List each line of the data below that contains the string "wall".

-----

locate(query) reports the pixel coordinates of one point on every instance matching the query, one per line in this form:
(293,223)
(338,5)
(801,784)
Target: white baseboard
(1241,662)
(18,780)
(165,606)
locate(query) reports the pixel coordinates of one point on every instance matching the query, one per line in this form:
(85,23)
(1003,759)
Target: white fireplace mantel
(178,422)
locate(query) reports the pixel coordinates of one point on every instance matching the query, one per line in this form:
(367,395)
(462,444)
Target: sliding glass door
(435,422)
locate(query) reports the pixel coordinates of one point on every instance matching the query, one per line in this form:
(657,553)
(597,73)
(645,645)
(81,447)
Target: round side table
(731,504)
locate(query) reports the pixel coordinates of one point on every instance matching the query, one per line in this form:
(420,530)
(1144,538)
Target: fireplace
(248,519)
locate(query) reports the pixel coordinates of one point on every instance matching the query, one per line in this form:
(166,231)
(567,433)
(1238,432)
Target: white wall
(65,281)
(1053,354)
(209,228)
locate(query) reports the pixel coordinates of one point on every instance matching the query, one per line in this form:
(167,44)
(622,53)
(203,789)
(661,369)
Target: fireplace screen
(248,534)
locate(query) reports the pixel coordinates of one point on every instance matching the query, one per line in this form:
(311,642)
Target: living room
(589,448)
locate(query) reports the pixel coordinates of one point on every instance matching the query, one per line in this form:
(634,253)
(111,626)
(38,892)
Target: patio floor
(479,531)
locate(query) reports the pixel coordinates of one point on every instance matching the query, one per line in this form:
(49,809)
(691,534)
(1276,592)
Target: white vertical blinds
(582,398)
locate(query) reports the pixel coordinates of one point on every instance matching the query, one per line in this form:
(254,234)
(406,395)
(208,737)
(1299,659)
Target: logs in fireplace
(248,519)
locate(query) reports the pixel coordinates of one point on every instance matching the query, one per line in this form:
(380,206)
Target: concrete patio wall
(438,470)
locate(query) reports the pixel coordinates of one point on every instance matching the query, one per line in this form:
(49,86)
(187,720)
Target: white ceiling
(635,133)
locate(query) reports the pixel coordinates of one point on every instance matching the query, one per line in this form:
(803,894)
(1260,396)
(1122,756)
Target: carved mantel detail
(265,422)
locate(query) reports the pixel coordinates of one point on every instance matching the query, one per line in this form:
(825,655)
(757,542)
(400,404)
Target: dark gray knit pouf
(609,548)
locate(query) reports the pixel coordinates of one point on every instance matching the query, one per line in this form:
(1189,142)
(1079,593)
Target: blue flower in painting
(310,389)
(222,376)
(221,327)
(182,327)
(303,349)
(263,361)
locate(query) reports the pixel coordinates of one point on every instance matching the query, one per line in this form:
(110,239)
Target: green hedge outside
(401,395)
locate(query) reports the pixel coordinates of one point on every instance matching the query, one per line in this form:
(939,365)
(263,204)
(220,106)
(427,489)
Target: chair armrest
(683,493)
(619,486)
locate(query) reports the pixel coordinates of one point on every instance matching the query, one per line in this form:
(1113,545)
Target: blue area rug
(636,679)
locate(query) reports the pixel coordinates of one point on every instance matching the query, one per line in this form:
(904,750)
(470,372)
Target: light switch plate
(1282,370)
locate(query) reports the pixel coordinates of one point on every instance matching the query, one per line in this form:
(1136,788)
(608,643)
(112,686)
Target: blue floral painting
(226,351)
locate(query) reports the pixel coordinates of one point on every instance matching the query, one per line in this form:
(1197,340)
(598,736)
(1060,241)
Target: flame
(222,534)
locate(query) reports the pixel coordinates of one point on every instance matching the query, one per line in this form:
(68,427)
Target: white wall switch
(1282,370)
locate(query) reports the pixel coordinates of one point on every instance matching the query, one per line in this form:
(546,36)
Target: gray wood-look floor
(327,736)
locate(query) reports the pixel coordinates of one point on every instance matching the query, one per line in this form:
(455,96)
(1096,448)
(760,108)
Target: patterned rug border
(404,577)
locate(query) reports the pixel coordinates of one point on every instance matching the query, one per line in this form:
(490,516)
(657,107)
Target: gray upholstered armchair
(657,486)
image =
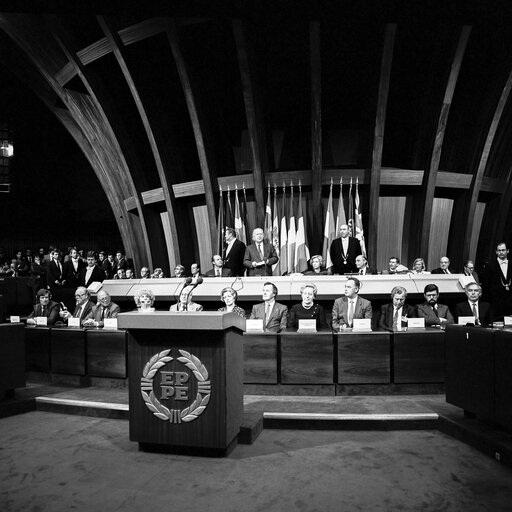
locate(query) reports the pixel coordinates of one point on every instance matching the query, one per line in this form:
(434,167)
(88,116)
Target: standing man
(235,252)
(474,306)
(431,311)
(393,316)
(259,256)
(344,251)
(497,282)
(351,306)
(273,314)
(444,264)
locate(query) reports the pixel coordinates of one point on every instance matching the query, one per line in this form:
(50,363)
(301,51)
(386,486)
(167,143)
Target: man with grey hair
(394,316)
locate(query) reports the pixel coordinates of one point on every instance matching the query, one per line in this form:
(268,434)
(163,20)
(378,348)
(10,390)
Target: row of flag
(285,225)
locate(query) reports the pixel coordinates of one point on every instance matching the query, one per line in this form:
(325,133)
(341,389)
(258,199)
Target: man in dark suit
(235,252)
(218,269)
(497,283)
(433,312)
(350,307)
(83,307)
(45,307)
(259,256)
(344,251)
(91,273)
(394,316)
(474,306)
(273,314)
(72,268)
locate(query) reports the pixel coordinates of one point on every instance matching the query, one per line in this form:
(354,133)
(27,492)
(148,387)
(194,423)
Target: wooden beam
(206,161)
(316,132)
(430,177)
(119,53)
(476,182)
(378,139)
(255,123)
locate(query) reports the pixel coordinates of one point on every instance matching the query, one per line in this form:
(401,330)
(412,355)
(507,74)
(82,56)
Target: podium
(185,380)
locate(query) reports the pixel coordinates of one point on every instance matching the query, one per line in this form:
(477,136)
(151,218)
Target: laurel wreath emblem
(203,389)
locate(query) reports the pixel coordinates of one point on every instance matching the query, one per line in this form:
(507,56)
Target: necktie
(350,313)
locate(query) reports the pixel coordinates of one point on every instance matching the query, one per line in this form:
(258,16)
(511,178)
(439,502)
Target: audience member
(474,306)
(234,253)
(433,312)
(229,297)
(350,307)
(394,316)
(307,309)
(344,251)
(45,307)
(259,256)
(273,314)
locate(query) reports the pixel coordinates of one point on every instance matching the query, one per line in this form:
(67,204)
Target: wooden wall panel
(391,225)
(439,230)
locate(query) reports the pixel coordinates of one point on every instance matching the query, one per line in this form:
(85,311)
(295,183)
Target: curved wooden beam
(119,53)
(255,123)
(430,177)
(378,139)
(476,182)
(206,162)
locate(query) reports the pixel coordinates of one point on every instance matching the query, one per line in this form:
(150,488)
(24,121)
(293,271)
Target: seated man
(104,308)
(431,311)
(218,269)
(394,316)
(83,307)
(185,303)
(474,307)
(351,306)
(45,307)
(273,314)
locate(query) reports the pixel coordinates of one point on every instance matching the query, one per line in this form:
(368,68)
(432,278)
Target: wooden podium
(185,380)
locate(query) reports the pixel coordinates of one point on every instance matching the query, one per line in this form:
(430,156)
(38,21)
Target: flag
(268,218)
(359,222)
(239,225)
(220,227)
(292,232)
(301,242)
(283,239)
(340,218)
(329,233)
(275,231)
(350,213)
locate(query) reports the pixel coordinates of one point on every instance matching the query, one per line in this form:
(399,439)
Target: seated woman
(418,267)
(317,265)
(307,309)
(229,296)
(144,299)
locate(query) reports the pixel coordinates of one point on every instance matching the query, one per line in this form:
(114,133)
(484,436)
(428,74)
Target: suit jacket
(53,274)
(226,272)
(484,311)
(269,255)
(278,317)
(336,250)
(425,311)
(363,309)
(97,275)
(52,312)
(68,272)
(387,311)
(234,259)
(192,306)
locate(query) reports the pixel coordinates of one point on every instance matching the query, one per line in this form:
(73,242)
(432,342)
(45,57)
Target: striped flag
(301,242)
(359,222)
(292,233)
(329,233)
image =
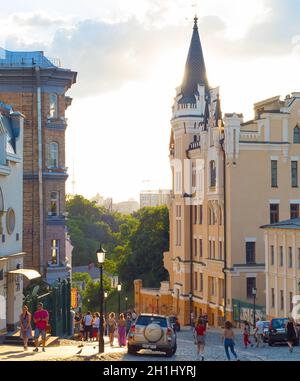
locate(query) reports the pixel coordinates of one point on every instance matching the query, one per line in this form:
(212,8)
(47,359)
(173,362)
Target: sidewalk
(58,353)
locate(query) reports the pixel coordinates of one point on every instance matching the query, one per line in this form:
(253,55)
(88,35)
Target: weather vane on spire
(194,5)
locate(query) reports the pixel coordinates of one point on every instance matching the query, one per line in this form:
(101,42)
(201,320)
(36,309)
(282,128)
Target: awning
(30,274)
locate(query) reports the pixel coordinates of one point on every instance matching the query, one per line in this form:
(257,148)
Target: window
(55,252)
(272,255)
(10,221)
(272,297)
(274,183)
(274,213)
(201,215)
(53,106)
(296,135)
(281,256)
(250,252)
(251,283)
(53,155)
(212,167)
(195,247)
(54,204)
(290,257)
(294,173)
(281,300)
(291,301)
(201,282)
(201,248)
(294,211)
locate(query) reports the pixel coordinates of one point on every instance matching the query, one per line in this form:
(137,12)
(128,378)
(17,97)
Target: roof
(195,71)
(25,59)
(286,224)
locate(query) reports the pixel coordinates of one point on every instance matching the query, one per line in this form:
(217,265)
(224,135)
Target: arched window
(212,168)
(297,135)
(53,110)
(53,155)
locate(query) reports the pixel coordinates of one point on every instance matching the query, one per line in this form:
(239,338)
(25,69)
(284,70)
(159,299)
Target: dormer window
(53,155)
(53,113)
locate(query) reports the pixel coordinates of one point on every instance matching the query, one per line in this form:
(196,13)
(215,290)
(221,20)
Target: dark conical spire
(195,72)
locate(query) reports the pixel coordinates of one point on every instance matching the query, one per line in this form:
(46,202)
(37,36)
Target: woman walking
(26,330)
(122,331)
(291,331)
(200,330)
(96,326)
(111,324)
(228,340)
(246,335)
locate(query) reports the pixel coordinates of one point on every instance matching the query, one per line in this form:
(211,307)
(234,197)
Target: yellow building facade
(229,178)
(282,257)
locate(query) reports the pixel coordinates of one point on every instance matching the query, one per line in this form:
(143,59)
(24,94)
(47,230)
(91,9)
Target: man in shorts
(40,318)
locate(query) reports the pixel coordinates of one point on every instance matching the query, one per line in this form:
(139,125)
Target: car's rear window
(279,323)
(145,320)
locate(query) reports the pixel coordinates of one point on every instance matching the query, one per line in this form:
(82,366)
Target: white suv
(153,332)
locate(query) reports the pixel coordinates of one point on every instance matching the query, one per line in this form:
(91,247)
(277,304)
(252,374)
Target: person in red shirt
(40,318)
(200,331)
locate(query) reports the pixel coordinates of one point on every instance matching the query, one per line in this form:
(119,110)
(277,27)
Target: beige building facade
(229,178)
(282,258)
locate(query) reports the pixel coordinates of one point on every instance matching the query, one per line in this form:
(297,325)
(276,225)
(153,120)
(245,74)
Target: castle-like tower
(37,86)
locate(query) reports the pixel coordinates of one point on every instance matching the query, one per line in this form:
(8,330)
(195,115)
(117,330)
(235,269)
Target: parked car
(152,331)
(266,331)
(277,332)
(175,322)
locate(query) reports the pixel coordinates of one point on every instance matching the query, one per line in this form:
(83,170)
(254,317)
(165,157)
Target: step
(13,338)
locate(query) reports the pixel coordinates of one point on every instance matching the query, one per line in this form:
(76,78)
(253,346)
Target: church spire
(195,72)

-----

**EXPECTED ANSWER**
Target: white wall
Target: concrete patio wall
Target: white wall switch
Target: wooden wall panel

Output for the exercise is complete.